■ **EXERCISE PROMPT**
State how many lines in the records below contain the string "pink", and give nothing besides that number.

(Saved entries)

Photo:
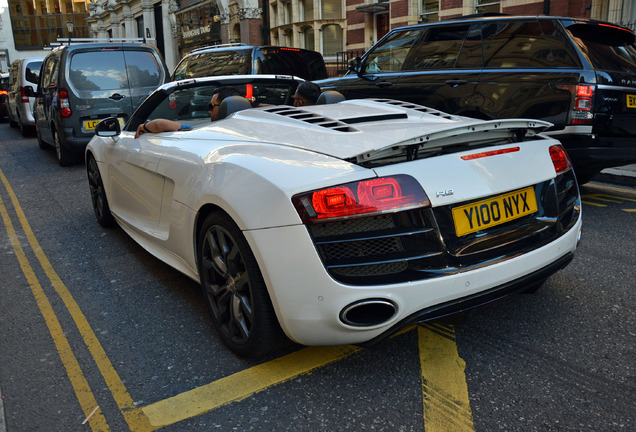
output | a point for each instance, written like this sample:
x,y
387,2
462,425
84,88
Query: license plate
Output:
x,y
90,124
494,211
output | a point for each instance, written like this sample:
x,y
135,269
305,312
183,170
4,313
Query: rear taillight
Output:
x,y
23,97
249,93
362,198
560,159
580,112
64,103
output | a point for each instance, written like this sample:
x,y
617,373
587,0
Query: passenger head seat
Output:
x,y
329,96
232,104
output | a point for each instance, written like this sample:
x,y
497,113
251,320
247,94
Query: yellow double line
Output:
x,y
445,396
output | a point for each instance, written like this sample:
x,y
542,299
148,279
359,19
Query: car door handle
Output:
x,y
455,83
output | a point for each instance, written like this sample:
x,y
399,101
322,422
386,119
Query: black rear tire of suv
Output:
x,y
41,143
64,157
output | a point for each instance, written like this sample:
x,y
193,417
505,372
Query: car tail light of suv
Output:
x,y
581,108
64,103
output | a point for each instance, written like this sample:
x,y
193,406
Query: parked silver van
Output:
x,y
24,72
84,83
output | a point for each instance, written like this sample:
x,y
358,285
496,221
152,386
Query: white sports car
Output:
x,y
339,223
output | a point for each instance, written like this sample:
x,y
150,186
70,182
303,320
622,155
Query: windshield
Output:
x,y
189,103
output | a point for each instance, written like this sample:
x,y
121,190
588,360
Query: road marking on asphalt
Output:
x,y
444,388
243,384
85,396
592,199
443,380
133,416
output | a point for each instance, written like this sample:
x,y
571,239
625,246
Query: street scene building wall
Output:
x,y
339,29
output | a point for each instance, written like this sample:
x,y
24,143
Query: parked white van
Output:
x,y
24,72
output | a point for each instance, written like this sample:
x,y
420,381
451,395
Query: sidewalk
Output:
x,y
625,175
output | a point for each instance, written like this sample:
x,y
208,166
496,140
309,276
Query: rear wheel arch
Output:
x,y
226,261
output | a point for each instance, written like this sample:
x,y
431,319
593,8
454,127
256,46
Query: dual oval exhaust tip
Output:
x,y
368,312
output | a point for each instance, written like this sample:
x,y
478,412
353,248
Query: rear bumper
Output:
x,y
476,300
591,153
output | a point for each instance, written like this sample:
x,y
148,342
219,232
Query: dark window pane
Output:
x,y
522,44
439,48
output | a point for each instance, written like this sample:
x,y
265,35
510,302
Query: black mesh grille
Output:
x,y
420,244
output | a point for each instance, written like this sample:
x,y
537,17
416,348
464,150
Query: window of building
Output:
x,y
140,25
483,6
306,10
331,9
36,25
429,10
332,42
307,39
288,13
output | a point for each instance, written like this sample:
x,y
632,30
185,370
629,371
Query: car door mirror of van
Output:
x,y
109,127
29,92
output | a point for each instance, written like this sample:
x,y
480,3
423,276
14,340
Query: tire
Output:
x,y
41,143
98,194
234,290
64,157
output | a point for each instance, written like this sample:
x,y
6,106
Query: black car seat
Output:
x,y
329,96
232,104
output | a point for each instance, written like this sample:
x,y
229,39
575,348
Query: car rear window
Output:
x,y
230,62
110,70
607,47
439,48
391,53
523,44
32,72
308,65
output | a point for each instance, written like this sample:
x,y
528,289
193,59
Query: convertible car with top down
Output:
x,y
338,223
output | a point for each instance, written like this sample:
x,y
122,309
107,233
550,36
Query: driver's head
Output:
x,y
219,94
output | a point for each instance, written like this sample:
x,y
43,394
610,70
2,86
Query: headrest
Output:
x,y
232,104
329,96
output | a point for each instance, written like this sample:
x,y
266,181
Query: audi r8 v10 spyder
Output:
x,y
338,223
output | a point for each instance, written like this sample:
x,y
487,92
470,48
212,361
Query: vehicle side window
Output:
x,y
392,53
32,72
50,71
98,70
142,68
440,48
185,105
522,44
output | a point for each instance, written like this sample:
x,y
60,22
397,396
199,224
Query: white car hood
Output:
x,y
362,130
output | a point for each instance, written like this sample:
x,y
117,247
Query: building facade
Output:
x,y
339,29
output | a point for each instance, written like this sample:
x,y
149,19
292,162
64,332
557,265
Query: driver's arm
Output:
x,y
156,126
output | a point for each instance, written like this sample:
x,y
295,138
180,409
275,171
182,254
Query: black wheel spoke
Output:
x,y
229,278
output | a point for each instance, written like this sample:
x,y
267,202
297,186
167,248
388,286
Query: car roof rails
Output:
x,y
217,46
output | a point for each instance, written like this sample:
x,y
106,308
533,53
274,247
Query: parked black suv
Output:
x,y
81,84
578,74
241,59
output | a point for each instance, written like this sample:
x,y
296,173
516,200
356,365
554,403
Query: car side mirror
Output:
x,y
108,127
29,92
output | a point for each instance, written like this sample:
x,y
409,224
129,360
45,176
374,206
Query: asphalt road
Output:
x,y
91,326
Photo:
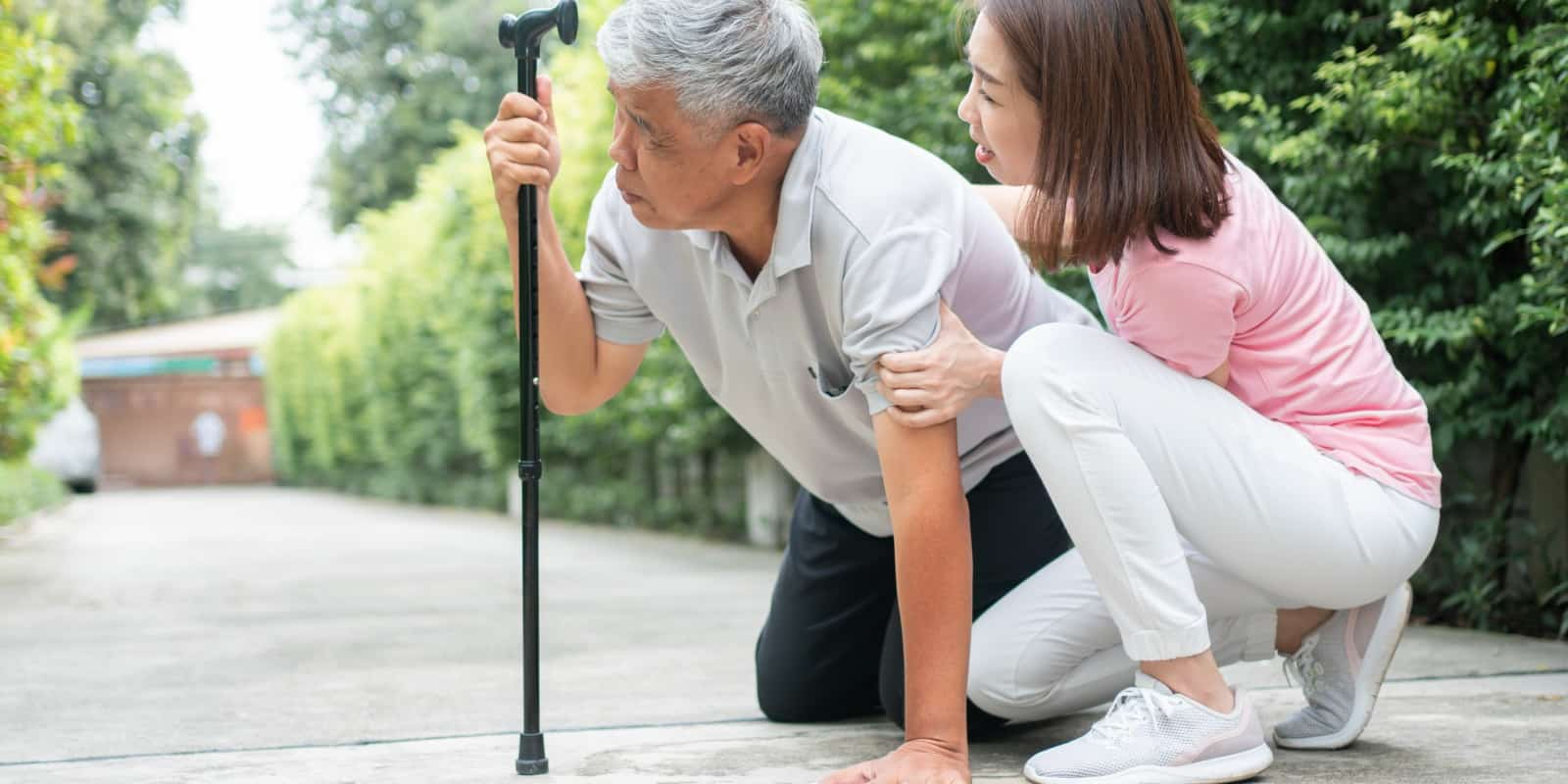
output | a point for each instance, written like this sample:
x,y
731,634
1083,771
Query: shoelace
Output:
x,y
1306,668
1131,710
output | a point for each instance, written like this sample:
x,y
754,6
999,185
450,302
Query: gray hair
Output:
x,y
726,60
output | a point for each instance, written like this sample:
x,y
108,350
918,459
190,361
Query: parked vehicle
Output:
x,y
68,447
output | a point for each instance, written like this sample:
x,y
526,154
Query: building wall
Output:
x,y
145,428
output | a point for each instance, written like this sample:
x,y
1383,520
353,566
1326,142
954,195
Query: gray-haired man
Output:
x,y
786,250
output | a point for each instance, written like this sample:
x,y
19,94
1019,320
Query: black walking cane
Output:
x,y
522,36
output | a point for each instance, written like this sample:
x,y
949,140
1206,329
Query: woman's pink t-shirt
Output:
x,y
1301,347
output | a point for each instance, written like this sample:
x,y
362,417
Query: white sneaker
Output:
x,y
1152,736
1341,668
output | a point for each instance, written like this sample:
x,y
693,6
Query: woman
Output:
x,y
1244,419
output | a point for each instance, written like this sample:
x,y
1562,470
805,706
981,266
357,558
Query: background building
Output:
x,y
151,386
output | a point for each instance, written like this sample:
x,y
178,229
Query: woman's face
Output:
x,y
1003,118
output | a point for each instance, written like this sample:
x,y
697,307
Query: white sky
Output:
x,y
264,129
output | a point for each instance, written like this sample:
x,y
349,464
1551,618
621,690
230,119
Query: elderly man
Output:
x,y
786,250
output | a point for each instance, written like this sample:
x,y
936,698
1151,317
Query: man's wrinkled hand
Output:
x,y
940,381
914,762
522,146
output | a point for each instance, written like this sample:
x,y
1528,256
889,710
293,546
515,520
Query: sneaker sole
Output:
x,y
1376,663
1219,770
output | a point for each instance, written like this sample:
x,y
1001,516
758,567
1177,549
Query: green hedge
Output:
x,y
25,490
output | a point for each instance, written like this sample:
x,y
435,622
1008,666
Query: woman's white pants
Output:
x,y
1194,519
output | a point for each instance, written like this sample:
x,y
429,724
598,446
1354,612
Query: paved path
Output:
x,y
239,635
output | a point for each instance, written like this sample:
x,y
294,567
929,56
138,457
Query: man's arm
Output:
x,y
933,566
577,370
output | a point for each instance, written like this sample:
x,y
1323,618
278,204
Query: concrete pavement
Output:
x,y
289,635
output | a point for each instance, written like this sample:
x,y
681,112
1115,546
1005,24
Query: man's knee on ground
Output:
x,y
788,698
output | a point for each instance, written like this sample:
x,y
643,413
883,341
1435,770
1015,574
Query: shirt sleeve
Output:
x,y
1181,313
891,295
619,314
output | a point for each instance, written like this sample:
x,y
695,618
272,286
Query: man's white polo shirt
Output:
x,y
872,231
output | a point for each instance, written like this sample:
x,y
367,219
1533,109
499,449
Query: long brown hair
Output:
x,y
1125,135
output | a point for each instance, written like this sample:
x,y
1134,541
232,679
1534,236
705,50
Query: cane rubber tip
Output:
x,y
533,767
530,755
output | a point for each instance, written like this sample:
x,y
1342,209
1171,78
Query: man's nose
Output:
x,y
621,151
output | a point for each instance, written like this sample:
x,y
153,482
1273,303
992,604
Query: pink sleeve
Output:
x,y
1181,313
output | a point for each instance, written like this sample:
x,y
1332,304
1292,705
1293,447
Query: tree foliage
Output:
x,y
36,368
130,184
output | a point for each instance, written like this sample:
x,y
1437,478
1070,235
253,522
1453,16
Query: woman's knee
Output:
x,y
1042,358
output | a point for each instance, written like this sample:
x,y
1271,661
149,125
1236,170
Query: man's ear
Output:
x,y
753,145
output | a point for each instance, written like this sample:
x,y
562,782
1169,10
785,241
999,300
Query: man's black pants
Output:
x,y
833,648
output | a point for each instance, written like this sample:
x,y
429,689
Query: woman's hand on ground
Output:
x,y
938,383
917,760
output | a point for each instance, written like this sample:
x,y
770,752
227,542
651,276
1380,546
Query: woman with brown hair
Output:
x,y
1239,454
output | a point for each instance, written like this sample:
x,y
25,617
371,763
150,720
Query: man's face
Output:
x,y
671,172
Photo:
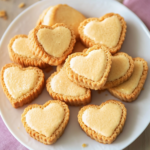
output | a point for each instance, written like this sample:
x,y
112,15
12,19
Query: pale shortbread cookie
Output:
x,y
121,69
46,123
103,123
52,44
21,85
20,53
62,14
61,87
89,69
129,90
109,30
79,47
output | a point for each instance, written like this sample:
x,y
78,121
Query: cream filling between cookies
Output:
x,y
119,67
61,84
45,121
129,86
104,120
20,46
91,66
19,82
106,32
55,41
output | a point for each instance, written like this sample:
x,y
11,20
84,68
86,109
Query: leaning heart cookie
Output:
x,y
52,44
60,87
121,69
20,53
21,85
89,69
62,13
103,123
46,123
109,30
129,90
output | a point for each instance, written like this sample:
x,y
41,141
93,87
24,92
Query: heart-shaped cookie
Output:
x,y
109,30
91,68
121,69
62,13
130,89
52,44
19,52
21,85
103,123
46,123
62,88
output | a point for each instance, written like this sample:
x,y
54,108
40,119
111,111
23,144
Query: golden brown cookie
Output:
x,y
62,13
20,53
103,123
52,44
89,69
121,69
21,85
129,90
109,30
79,47
46,123
60,87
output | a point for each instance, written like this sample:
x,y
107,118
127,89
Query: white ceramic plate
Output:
x,y
137,44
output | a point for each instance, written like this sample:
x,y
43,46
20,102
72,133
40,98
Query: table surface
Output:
x,y
11,7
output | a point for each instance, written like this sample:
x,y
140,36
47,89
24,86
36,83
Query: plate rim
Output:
x,y
30,7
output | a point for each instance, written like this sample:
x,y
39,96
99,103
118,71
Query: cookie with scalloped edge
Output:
x,y
52,44
103,123
46,123
20,53
89,69
130,90
60,87
62,13
121,69
21,85
109,30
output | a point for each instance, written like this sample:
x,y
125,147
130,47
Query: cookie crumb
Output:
x,y
21,5
84,145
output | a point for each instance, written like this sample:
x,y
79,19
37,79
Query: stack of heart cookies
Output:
x,y
85,52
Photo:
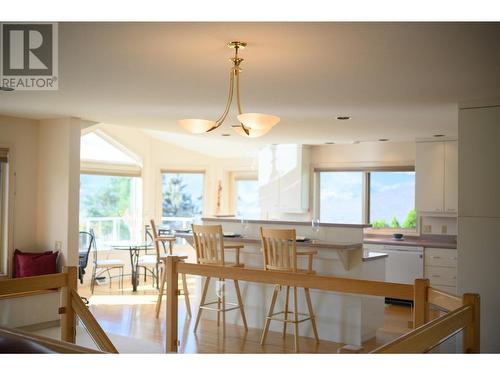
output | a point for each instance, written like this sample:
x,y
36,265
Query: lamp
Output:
x,y
251,125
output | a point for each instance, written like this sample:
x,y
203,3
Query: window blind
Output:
x,y
4,153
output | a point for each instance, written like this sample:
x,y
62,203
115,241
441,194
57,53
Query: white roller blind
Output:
x,y
4,153
107,169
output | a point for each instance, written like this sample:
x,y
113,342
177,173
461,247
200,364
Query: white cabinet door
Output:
x,y
451,177
429,168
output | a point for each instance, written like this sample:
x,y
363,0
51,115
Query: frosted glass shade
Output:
x,y
258,121
196,125
253,133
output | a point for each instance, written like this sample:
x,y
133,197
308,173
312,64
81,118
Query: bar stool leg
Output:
x,y
296,319
160,293
269,315
223,308
202,302
186,295
218,304
285,310
240,303
311,313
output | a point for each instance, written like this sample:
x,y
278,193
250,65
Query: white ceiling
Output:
x,y
400,81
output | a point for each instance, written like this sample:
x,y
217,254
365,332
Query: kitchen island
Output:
x,y
343,318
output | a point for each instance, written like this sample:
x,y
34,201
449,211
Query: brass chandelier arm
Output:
x,y
221,119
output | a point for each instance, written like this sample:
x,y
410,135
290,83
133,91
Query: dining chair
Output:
x,y
160,268
209,244
85,245
104,265
149,262
280,253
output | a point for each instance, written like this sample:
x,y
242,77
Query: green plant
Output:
x,y
411,220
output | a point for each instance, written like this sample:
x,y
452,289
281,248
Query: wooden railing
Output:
x,y
72,304
462,314
426,335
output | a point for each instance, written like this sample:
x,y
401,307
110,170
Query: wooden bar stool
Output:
x,y
209,244
280,254
160,259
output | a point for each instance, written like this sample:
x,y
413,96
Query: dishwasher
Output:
x,y
403,265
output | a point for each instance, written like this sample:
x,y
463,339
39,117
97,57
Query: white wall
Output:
x,y
479,215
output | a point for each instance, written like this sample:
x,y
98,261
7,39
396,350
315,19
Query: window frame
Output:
x,y
182,170
240,176
366,193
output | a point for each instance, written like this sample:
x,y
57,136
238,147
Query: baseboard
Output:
x,y
40,326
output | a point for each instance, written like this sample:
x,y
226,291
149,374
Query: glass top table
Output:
x,y
134,248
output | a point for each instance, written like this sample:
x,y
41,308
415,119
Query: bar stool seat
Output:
x,y
209,244
280,254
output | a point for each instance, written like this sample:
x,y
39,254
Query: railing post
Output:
x,y
172,302
420,305
68,317
472,334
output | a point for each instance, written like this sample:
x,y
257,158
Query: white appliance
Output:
x,y
404,264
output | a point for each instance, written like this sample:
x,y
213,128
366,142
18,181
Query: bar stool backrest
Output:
x,y
279,249
209,244
154,233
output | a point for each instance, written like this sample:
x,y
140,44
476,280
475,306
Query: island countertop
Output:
x,y
344,247
282,222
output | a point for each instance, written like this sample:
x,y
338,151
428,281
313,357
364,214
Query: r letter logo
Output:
x,y
29,59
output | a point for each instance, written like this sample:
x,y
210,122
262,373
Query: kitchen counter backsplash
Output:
x,y
448,242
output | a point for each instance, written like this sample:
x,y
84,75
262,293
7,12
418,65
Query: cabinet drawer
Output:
x,y
446,288
440,257
441,275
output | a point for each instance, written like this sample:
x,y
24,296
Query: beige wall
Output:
x,y
479,215
44,169
364,154
157,155
20,136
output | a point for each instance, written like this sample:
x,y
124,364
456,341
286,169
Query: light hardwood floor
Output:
x,y
133,314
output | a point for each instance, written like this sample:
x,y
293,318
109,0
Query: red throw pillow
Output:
x,y
17,253
41,264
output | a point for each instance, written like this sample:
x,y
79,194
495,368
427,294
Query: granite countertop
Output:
x,y
444,242
229,219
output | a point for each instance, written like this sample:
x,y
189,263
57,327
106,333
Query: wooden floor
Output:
x,y
131,314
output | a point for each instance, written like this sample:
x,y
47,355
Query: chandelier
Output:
x,y
251,124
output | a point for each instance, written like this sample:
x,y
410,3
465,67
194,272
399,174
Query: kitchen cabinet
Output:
x,y
436,169
440,267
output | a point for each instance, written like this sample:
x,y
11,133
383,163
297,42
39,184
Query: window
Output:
x,y
110,206
392,200
247,198
383,198
182,198
110,189
3,210
341,197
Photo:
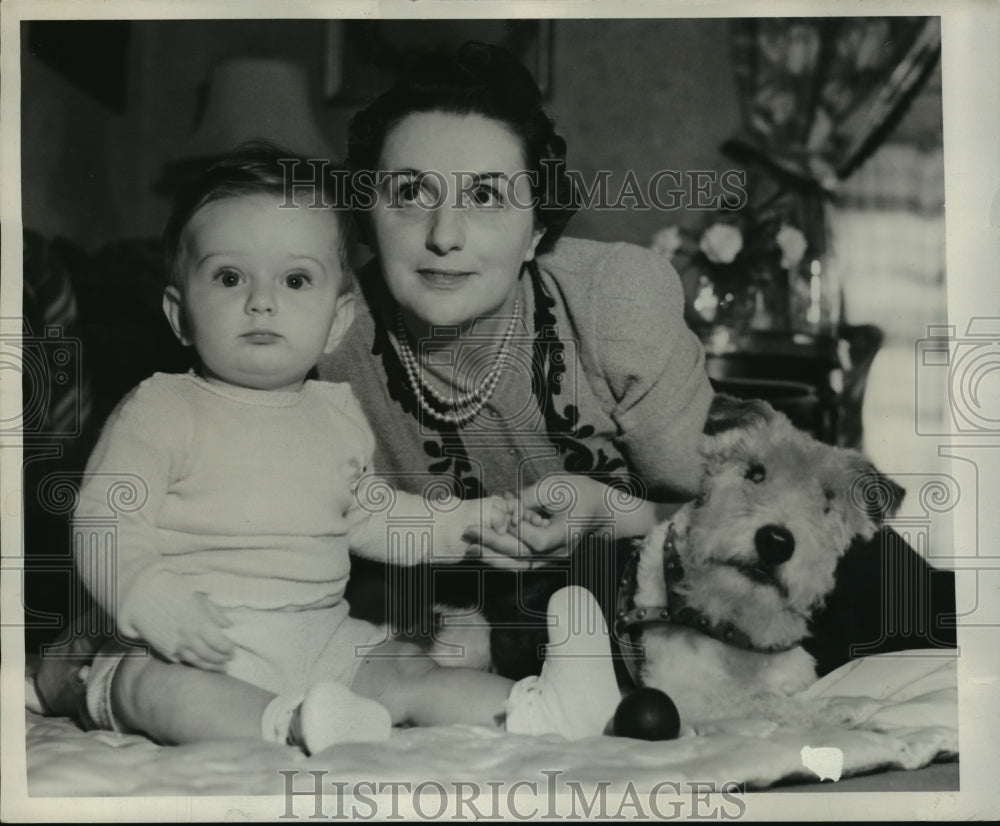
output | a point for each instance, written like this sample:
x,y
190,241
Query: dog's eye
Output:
x,y
829,495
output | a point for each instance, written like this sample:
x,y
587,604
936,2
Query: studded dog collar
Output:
x,y
630,620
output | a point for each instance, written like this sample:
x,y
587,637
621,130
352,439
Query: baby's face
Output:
x,y
262,291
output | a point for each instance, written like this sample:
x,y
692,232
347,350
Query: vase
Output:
x,y
814,298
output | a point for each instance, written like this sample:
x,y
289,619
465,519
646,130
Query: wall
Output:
x,y
639,94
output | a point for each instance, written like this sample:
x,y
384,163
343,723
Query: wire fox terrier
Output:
x,y
720,599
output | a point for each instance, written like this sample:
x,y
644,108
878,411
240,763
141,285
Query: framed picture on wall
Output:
x,y
364,57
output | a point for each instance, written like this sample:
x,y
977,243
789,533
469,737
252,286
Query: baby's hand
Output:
x,y
518,514
189,631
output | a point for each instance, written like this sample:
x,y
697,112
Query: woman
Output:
x,y
493,354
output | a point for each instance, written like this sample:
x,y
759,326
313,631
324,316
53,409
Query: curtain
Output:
x,y
819,95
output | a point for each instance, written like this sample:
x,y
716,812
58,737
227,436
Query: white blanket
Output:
x,y
904,707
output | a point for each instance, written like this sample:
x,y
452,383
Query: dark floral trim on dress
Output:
x,y
449,452
564,429
548,372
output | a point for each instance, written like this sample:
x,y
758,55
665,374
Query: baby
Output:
x,y
232,560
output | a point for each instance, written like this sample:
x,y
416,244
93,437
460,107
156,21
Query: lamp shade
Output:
x,y
251,99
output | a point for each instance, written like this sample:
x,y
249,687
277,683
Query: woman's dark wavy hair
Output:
x,y
480,79
254,168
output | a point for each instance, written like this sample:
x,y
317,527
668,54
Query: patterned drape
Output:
x,y
819,95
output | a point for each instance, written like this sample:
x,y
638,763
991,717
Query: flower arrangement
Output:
x,y
743,271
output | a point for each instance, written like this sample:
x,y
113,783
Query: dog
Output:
x,y
781,570
716,604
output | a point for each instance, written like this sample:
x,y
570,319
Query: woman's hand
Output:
x,y
486,535
545,511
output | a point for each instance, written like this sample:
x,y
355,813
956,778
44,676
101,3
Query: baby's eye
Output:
x,y
228,277
297,280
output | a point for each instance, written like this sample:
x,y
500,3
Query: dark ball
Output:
x,y
647,714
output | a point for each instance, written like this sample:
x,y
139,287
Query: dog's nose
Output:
x,y
774,544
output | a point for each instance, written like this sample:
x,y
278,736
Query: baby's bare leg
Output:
x,y
417,690
174,703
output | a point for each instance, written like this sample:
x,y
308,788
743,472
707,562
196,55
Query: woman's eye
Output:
x,y
487,196
414,191
228,278
297,280
408,191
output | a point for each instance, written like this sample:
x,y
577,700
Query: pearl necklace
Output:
x,y
466,406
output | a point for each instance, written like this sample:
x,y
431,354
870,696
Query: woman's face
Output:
x,y
453,222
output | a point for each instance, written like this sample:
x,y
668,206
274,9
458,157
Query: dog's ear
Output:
x,y
875,493
731,413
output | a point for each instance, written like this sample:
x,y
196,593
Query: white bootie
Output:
x,y
577,693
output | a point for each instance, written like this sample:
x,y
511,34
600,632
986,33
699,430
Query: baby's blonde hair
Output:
x,y
253,169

■ **TASK SOLUTION**
2